Task details
Write out the definitions text from "Petroleum and Gas Act means" up to and including "lake or spring.", switching "watercourse" to "river".

Document text
......

Petroleum and Gas Act means the Petroleum and Gas (Production and Safety) Act 2004.
petroleum tenure
(a)generally, means—
(i)a 1923 Act petroleum tenure under the Petroleum Act 1923; or
(ii)a petroleum tenure under the Petroleum and Gas Act; and
(b)for chapter 3, part 2, divisions 3 and 4—includes a part of a petroleum tenure.
petroleum tenure holder means a person who holds a petroleum tenure.
placing of fill in a watercourse, lake or spring includes doing something that, in conjunction with other acts (regardless of who does those acts) or happenings (regardless of who, if anyone, causes those happenings) is likely to result in the depositing of fill in the watercourse, lake or spring.
plan area, for any plan under this Act, means the part of Queensland to which the plan applies.
plan area, for a water plan, means the area of Queensland to which the plan applies.
Planning Act means the Planning Act 2016.
Planning Act offence means an offence against the Planning Act, section 162, 163(1), 164, 165 or 168(5) to the extent the section relates to the taking of, or interfering with, water.
premises means—
(a)a lot as defined under the Planning Act, schedule 2; or
(b)for a lot under the Body Corporate and Community Management Act 1997 or the Building Units and Group Titles Act 1980—the common property for the lot.
premises group means the land comprised in 2 or more premises all the owners of which have mutual rights and obligations under the Body Corporate and Community Management Act 1997 or the Building Units and Group Titles Act 1980 for their respective ownerships, and includes the common property forming part of—
(a)if the premises are lots included in a community titles scheme under the Body Corporate and Community Management Act 1997—the scheme land under that Act for the scheme; or
(b)if the premises are lots under the Building Units and Group Titles Act 1980—the parcel of which the premises form part.
prescribed farming activities means—
(a)cultivating soil; or

Examples—

clearing, replanting and broadacre ploughing
(b)disturbing soil to establish non-indigenous grasses, legumes or forage cultivars; or
(c)using land for horticulture or viticulture; or
(d)laser levelling or contouring soil.
prescribed offence means an offence against this Act for which the maximum penalty of imprisonment is 2 or more years.
principles of ecologically sustainable development see section 7.
priority group, for water allocations managed under a resource operations licence, means the allocations that have the same water allocation security objective.
private water supply agreement see section 1000.

......

Extracted records
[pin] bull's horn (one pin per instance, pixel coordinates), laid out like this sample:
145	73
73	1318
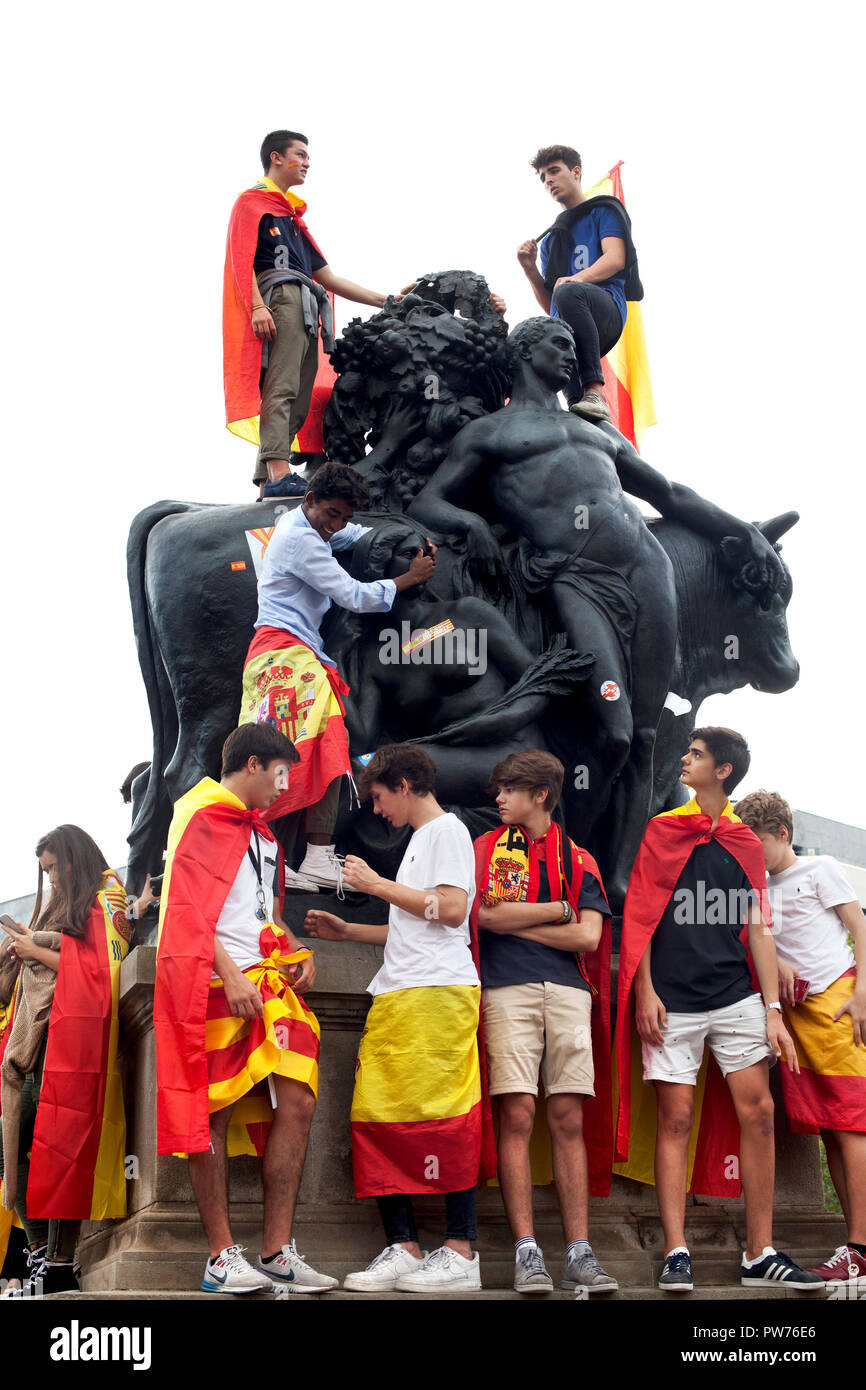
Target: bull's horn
777	526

......

Exercise solution
Petroleum and Gas Act means the Petroleum and Gas (Production and Safety) Act 2004.
petroleum tenure
(a)generally, means—
(i)a 1923 Act petroleum tenure under the Petroleum Act 1923; or
(ii)a petroleum tenure under the Petroleum and Gas Act; and
(b)for chapter 3, part 2, divisions 3 and 4—includes a part of a petroleum tenure.
petroleum tenure holder means a person who holds a petroleum tenure.
placing of fill in a river, lake or spring includes doing something that, in conjunction with other acts (regardless of who does those acts) or happenings (regardless of who, if anyone, causes those happenings) is likely to result in the depositing of fill in the river, lake or spring.